** BEGIN **

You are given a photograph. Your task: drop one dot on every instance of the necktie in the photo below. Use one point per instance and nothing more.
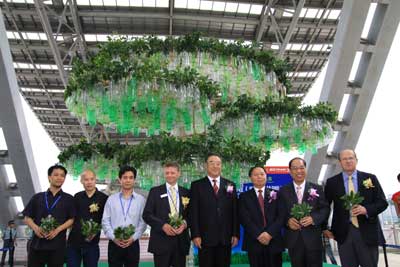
(172, 203)
(299, 194)
(261, 203)
(215, 187)
(354, 219)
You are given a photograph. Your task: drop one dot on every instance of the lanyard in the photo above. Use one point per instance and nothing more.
(47, 202)
(122, 206)
(176, 196)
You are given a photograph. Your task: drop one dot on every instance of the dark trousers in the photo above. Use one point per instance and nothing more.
(123, 257)
(88, 254)
(8, 246)
(264, 258)
(216, 256)
(354, 252)
(51, 258)
(172, 258)
(300, 256)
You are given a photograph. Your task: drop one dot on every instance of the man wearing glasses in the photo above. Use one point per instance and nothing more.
(355, 230)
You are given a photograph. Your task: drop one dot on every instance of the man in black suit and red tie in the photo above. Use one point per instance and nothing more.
(303, 237)
(356, 231)
(169, 244)
(213, 216)
(262, 222)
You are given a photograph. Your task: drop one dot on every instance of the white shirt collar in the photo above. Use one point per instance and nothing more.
(212, 179)
(174, 186)
(262, 189)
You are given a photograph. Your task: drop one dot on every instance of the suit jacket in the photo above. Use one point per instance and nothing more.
(251, 218)
(213, 218)
(374, 201)
(156, 214)
(320, 211)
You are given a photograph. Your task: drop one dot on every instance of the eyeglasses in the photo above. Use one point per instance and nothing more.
(301, 168)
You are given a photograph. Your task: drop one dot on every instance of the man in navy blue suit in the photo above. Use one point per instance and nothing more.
(356, 231)
(169, 245)
(213, 216)
(262, 222)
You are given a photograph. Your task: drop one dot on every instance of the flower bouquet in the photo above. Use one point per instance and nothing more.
(124, 232)
(300, 211)
(175, 220)
(351, 200)
(90, 228)
(48, 224)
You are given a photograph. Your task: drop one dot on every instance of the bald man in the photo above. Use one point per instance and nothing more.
(356, 231)
(89, 204)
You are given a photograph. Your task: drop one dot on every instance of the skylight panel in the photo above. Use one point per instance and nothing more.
(256, 9)
(181, 3)
(149, 3)
(244, 8)
(218, 6)
(98, 2)
(288, 13)
(123, 3)
(162, 3)
(206, 5)
(231, 7)
(83, 2)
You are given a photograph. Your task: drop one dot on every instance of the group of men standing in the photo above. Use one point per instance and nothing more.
(213, 212)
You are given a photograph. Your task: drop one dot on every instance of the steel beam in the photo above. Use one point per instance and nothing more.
(14, 124)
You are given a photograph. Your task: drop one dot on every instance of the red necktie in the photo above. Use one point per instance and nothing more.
(261, 203)
(215, 187)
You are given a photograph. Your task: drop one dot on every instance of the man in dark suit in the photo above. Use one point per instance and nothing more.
(214, 223)
(303, 237)
(262, 222)
(356, 231)
(169, 244)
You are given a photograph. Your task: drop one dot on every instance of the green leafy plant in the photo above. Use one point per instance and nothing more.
(90, 228)
(124, 232)
(175, 220)
(300, 211)
(351, 200)
(48, 224)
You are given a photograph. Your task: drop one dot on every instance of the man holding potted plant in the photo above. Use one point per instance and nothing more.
(166, 213)
(214, 223)
(83, 241)
(357, 199)
(49, 214)
(123, 223)
(306, 210)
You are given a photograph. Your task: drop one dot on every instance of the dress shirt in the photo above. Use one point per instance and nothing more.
(63, 210)
(346, 181)
(218, 181)
(302, 185)
(6, 233)
(83, 204)
(177, 200)
(263, 191)
(113, 215)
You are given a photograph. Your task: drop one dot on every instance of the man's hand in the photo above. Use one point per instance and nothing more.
(234, 241)
(180, 229)
(53, 233)
(118, 242)
(358, 210)
(127, 243)
(197, 242)
(306, 221)
(294, 224)
(328, 234)
(168, 230)
(264, 238)
(38, 231)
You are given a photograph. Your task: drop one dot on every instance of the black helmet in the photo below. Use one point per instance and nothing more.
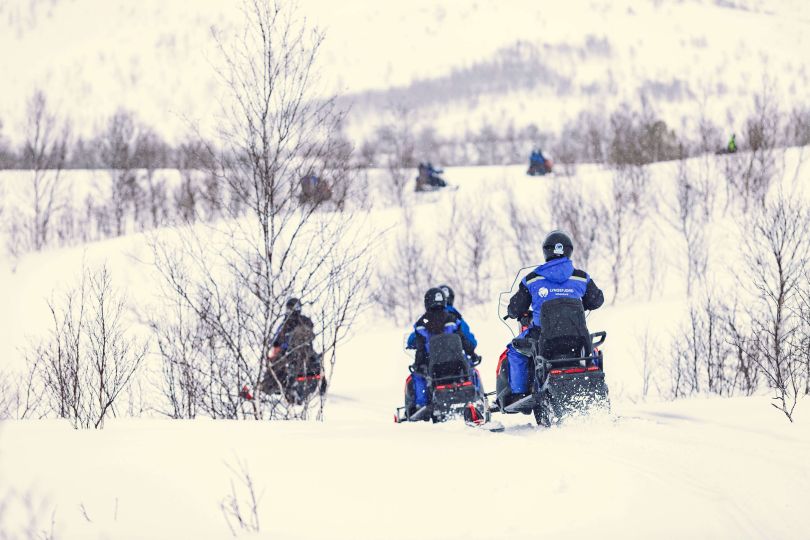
(435, 299)
(557, 244)
(448, 293)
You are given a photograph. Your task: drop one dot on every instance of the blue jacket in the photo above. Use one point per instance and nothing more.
(462, 325)
(555, 279)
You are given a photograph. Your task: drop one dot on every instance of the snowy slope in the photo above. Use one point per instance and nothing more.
(153, 56)
(706, 468)
(697, 469)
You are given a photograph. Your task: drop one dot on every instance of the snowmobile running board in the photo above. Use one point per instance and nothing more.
(521, 405)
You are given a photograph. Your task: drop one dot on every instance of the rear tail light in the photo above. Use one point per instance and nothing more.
(572, 371)
(453, 385)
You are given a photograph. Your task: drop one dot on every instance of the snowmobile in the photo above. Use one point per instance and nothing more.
(540, 165)
(452, 389)
(566, 363)
(299, 384)
(429, 178)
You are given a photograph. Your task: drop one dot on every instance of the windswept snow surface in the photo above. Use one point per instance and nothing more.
(691, 469)
(699, 468)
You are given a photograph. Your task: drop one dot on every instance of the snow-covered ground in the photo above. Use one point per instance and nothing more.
(93, 56)
(705, 468)
(690, 469)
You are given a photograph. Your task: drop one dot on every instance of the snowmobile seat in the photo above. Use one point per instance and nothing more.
(447, 363)
(564, 331)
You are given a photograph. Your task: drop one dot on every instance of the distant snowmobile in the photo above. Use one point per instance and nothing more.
(539, 164)
(452, 387)
(429, 178)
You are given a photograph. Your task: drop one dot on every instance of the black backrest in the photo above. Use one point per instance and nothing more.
(564, 330)
(447, 358)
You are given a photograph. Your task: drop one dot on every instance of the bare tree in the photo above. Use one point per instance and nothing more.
(693, 215)
(117, 147)
(88, 360)
(750, 174)
(526, 224)
(401, 284)
(466, 248)
(779, 253)
(234, 276)
(578, 215)
(622, 220)
(44, 153)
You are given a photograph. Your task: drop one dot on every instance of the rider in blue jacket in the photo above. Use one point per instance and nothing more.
(436, 320)
(557, 278)
(465, 328)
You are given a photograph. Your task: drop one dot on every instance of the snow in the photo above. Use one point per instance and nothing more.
(703, 467)
(709, 468)
(155, 57)
(700, 467)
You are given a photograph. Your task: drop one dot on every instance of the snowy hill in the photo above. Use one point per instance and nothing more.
(718, 468)
(458, 65)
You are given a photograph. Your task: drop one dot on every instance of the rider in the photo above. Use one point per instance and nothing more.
(732, 144)
(557, 278)
(436, 320)
(465, 328)
(292, 345)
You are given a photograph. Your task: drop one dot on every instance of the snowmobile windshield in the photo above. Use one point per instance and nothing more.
(556, 270)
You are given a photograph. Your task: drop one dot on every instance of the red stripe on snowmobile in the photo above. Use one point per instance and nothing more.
(308, 378)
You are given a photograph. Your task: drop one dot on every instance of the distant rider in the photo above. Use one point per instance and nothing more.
(557, 278)
(465, 328)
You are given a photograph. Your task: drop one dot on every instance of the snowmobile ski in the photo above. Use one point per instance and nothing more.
(520, 405)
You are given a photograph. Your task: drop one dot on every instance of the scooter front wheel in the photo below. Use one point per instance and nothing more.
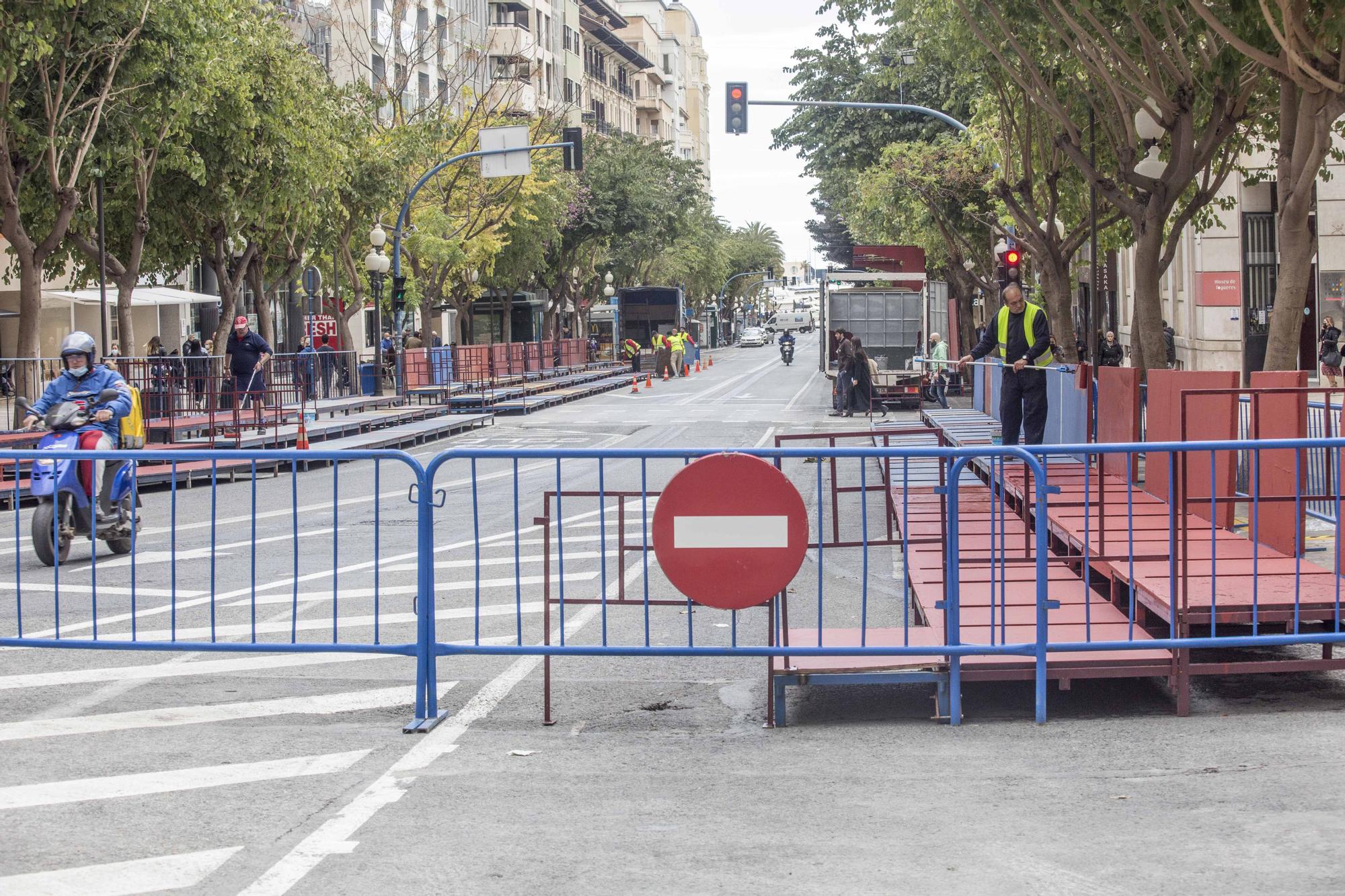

** END **

▶ [WHAT NEEDS TO BE DONE]: Identify every line of the records containing the word "shirt" and copy each such line in full. Case counts.

▶ [RESULT FOR THIS TASK]:
You are given a photograph. Your task: drop one dot on every instance of the white shirt collar in the photo above. Use one point per instance and nothing more.
You are given a photograph. Your task: drop one dot on every instance of the dress shirt in the photo above. Use one point per instance and nothing more.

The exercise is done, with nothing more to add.